Exercise goal:
Please return exactly the line that contains "trim with a single pin per instance." and every line after it, through the last line of the records below, with no pictures.

Natural language region descriptions:
────────

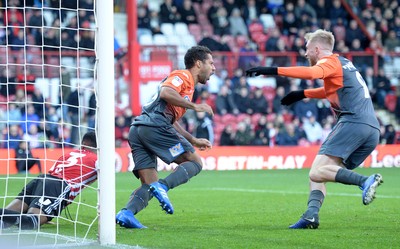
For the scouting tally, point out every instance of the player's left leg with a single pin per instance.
(189, 166)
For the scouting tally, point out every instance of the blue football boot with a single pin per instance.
(125, 218)
(304, 223)
(369, 188)
(159, 191)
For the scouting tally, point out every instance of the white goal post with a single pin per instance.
(106, 109)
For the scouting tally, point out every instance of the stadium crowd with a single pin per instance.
(245, 114)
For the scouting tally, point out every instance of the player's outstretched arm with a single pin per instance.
(293, 97)
(300, 72)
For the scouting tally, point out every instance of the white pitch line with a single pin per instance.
(272, 192)
(289, 192)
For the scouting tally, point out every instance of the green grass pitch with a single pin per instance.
(253, 209)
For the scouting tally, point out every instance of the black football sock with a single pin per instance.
(181, 174)
(315, 201)
(349, 177)
(139, 199)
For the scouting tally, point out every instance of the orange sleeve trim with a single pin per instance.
(308, 73)
(315, 93)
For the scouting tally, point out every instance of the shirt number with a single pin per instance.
(363, 84)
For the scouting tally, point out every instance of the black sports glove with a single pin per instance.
(292, 97)
(262, 70)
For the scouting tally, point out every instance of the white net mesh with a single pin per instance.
(47, 104)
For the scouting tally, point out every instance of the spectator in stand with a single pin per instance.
(341, 47)
(214, 45)
(383, 87)
(321, 8)
(91, 113)
(52, 124)
(24, 159)
(240, 83)
(397, 110)
(248, 56)
(392, 41)
(224, 102)
(261, 137)
(250, 11)
(290, 24)
(354, 32)
(243, 101)
(87, 38)
(227, 136)
(169, 12)
(144, 21)
(271, 44)
(29, 119)
(14, 23)
(220, 22)
(237, 24)
(204, 127)
(74, 115)
(244, 135)
(259, 103)
(13, 137)
(298, 47)
(276, 103)
(128, 115)
(188, 15)
(283, 60)
(155, 22)
(17, 42)
(287, 136)
(303, 8)
(7, 77)
(14, 114)
(38, 102)
(229, 5)
(68, 43)
(121, 132)
(212, 11)
(34, 137)
(313, 129)
(337, 12)
(36, 20)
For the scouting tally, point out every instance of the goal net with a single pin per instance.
(49, 98)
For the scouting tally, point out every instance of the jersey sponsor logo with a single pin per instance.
(185, 74)
(44, 202)
(176, 150)
(322, 61)
(176, 81)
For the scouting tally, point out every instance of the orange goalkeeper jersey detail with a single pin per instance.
(182, 81)
(328, 68)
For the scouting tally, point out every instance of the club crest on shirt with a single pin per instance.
(176, 150)
(176, 81)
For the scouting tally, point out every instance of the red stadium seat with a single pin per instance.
(390, 102)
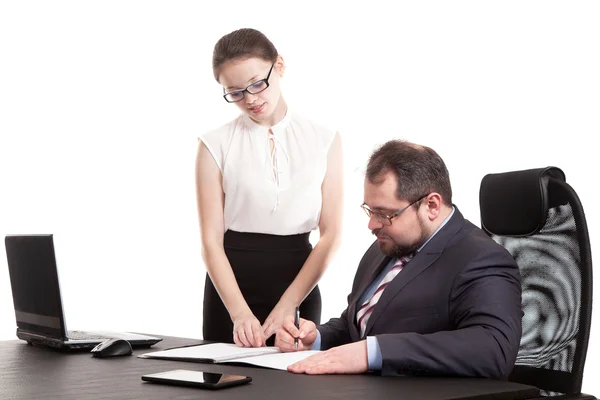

────────

Your solution:
For the scouting tally, point out every instance of the orange sleeve trim with a single pin per instance.
(308, 73)
(315, 93)
For the scouting tally, point out every instance of the shirt number with a single pin per instance.
(363, 84)
For the scouting tally, point out every instance of the black sports glove with a single pin per instance.
(292, 97)
(262, 70)
For the scouting tally, point out every instance of the white net mesh with a single pin per instance.
(47, 104)
For the scouting tally, point out every instance of the spectator in stand with a single pin per instance.
(341, 47)
(214, 45)
(383, 87)
(321, 8)
(91, 113)
(52, 124)
(24, 159)
(240, 83)
(397, 110)
(248, 56)
(392, 41)
(224, 102)
(261, 137)
(250, 11)
(290, 24)
(354, 32)
(243, 101)
(87, 38)
(227, 136)
(169, 12)
(144, 21)
(271, 44)
(29, 119)
(14, 23)
(220, 22)
(237, 24)
(204, 127)
(74, 115)
(244, 135)
(259, 103)
(13, 137)
(298, 47)
(276, 103)
(128, 115)
(188, 15)
(283, 60)
(155, 22)
(17, 42)
(287, 136)
(303, 8)
(7, 77)
(14, 114)
(38, 102)
(229, 5)
(68, 43)
(121, 132)
(212, 11)
(34, 137)
(313, 129)
(337, 12)
(36, 20)
For the scouting tally, point out every instance of the goal net with a single pin per instance.
(49, 98)
For the scouting tally, point out every instance of the jersey sponsor logo with a single pin per instance.
(185, 74)
(44, 202)
(176, 150)
(322, 61)
(176, 81)
For the scouting tally, point out every instance of the orange goalkeeper jersey detail with a single pin per instance.
(182, 81)
(328, 68)
For the scouting tally, point out every instance of the club crest on shirt with a single pin per instance.
(176, 150)
(176, 81)
For the scouting tally, point out every instance of the red stadium seat with a single pin per instance.
(390, 102)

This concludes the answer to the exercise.